STATED TASK 1.
List every day, clock time, or decade that the Dateline posting mentions.
STATED TASK 2.
Resume the Dateline posting after its last sentence.

PASSAGE SHOWN.

** start **

From: Mike Godwin
Date: Fri, 2 Sep 1994 11:12:36 -0400 (EDT)
Topic 627 [eff]: Dateline & "Child-Proofing" Cyberspace
#5 of 6: Ludlow (ludlow) Fri Sep 2 '94 (07:46) 44 lines
For the record, here's the note I sent to Dateline.
to Dateline:
I was very disappointed in last night's segment on the availability
of bomb recipies on the interenet.
The segment was dishonest in that it implied that bomb building
by minors was a new phenomenon, and that it was made possible in
large part by the internet. In fact, this was a problem long before
the internet was even imagined. For example, there are numerous
documented cases of children being maimed by homemade bombs
throughout the 1960's. I would have thought that a careful and
honest news organization would note this fact.

** end **

INFORMATION SHOWN.
** start **

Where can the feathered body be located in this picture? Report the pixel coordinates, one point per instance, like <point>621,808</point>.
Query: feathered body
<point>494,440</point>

** end **

OUTPUT 1.
- Fri, 2 Sep 1994 11:12:36 -0400 (EDT)
- Fri Sep 2 '94 (07:46)
- last night
- the 1960's

OUTPUT 2.
Is the problem worse today than in the 1960's? We were presented
no evidence that it is. For all we know, net-surfing minors are
*less* likely to build bombs than their off-line counterparts. Thus,
the story also failed to document that there is any sort of
correlation, much less causal connection, between "basement
bombers" and the availability of this information over the net.
But isn't this the very first question that a good reporter should
investigate?
Finally, I was struck by the fact that the report seemed to place
the onus of responsibility on the internet rather than the
parents of these bomb-building children. For example, the
parents in question may not have been in a position to know
what the children were downloading , but surely they should
have become suspicious when, as your report indicated, the
children turned a room above the garage into a "bomb
building factory!"
I really think that this report was nothing more than another
poorly researched and poorly documented attempt to whip
concerned parents into a state of hysteria over the evils of
the mysterious internet. I am sorry that NBC has decided to
join that irresponsible disinformation campaign.
Dr. Peter Ludlow
Assoc. Prof.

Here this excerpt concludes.